- What you are asked to do -
Look below for the line that has "[[371, 19], [75, 222], [97, 306]]". Set down the lines from there through the line that has "[[324, 351], [72, 107]]", exactly as written.

- Data excerpts -
####################
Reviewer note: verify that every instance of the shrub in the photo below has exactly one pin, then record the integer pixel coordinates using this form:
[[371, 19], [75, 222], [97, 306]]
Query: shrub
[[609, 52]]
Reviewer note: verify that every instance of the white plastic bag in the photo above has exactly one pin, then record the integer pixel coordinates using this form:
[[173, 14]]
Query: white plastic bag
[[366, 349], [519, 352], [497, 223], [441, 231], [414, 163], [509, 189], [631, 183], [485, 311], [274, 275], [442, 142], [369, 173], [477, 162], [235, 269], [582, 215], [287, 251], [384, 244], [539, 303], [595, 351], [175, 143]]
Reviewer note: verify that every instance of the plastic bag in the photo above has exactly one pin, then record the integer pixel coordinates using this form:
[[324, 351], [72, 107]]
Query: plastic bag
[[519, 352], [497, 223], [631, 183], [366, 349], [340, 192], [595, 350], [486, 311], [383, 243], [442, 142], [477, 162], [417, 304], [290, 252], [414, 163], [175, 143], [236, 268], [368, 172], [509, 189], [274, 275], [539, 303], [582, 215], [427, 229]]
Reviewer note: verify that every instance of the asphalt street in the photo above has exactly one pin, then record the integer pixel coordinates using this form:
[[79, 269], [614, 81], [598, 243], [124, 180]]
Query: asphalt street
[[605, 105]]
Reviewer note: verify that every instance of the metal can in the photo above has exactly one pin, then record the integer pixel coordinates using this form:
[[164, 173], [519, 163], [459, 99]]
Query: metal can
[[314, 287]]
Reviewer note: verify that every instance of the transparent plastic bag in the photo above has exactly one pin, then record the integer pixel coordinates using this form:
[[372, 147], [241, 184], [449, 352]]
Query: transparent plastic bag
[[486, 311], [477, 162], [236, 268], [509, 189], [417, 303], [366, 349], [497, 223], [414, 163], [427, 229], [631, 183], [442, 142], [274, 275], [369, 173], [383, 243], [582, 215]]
####################
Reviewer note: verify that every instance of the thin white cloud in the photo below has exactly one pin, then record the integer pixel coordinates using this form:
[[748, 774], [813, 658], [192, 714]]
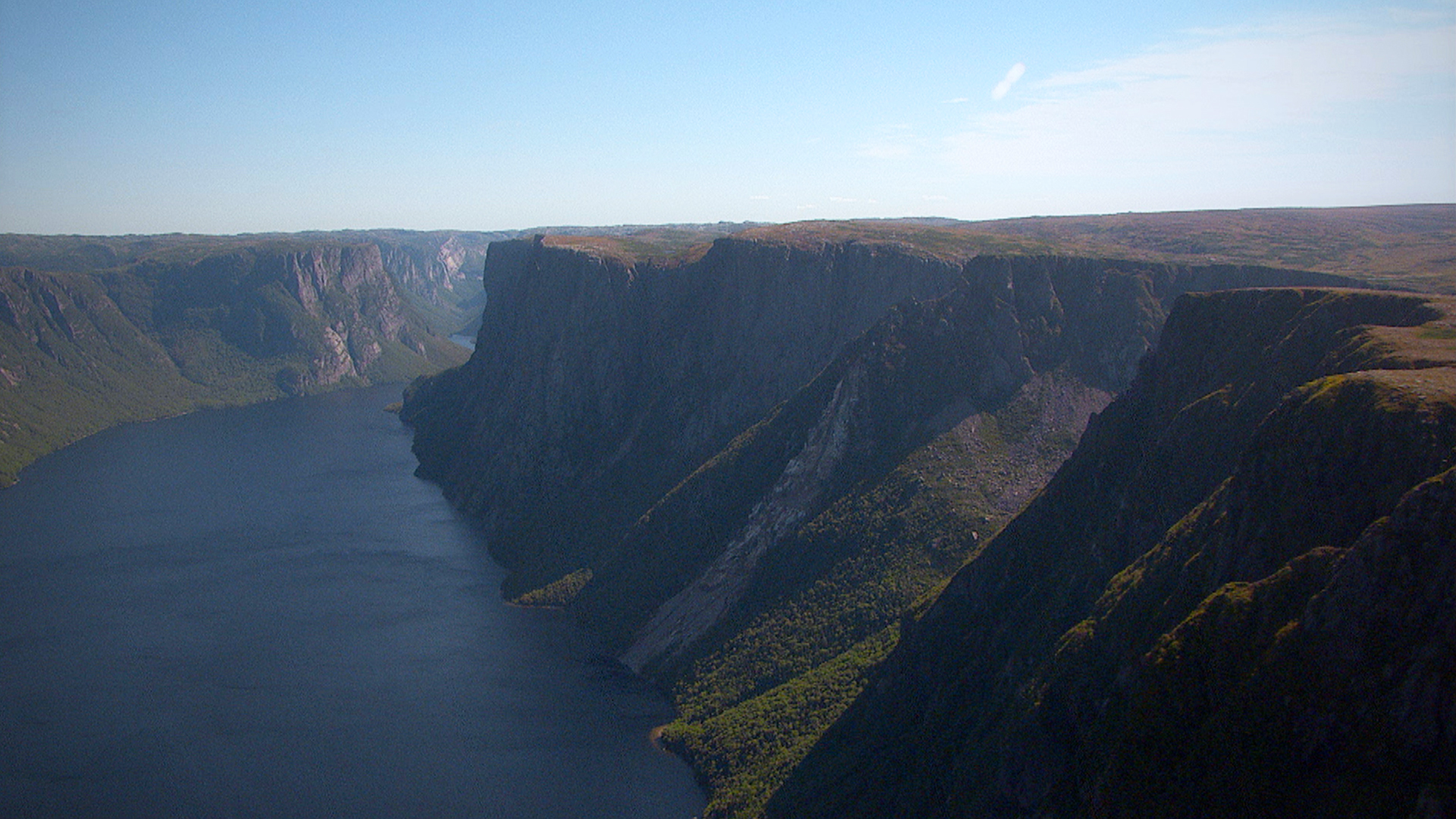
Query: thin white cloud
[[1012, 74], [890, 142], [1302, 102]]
####################
- Finished task -
[[371, 19], [75, 222], [97, 306]]
Query: shrub
[[609, 52]]
Reviewer note: verify that every instance of the white plastic bag in the photo above has exactly one pin, then record the integer pixel coordinates using this form:
[[173, 14]]
Query: white plastic bag
[[366, 349], [519, 352], [497, 223], [441, 231], [414, 163], [509, 189], [631, 183], [485, 311], [274, 275], [442, 142], [369, 173], [477, 162], [235, 269], [582, 215], [287, 251], [384, 244], [539, 303], [595, 351], [175, 143]]
Reviewer note: verify that every instance of the plastic bag in the photo above has exactly one pin, then record the integer pixel coordinates using this form:
[[324, 351], [72, 107]]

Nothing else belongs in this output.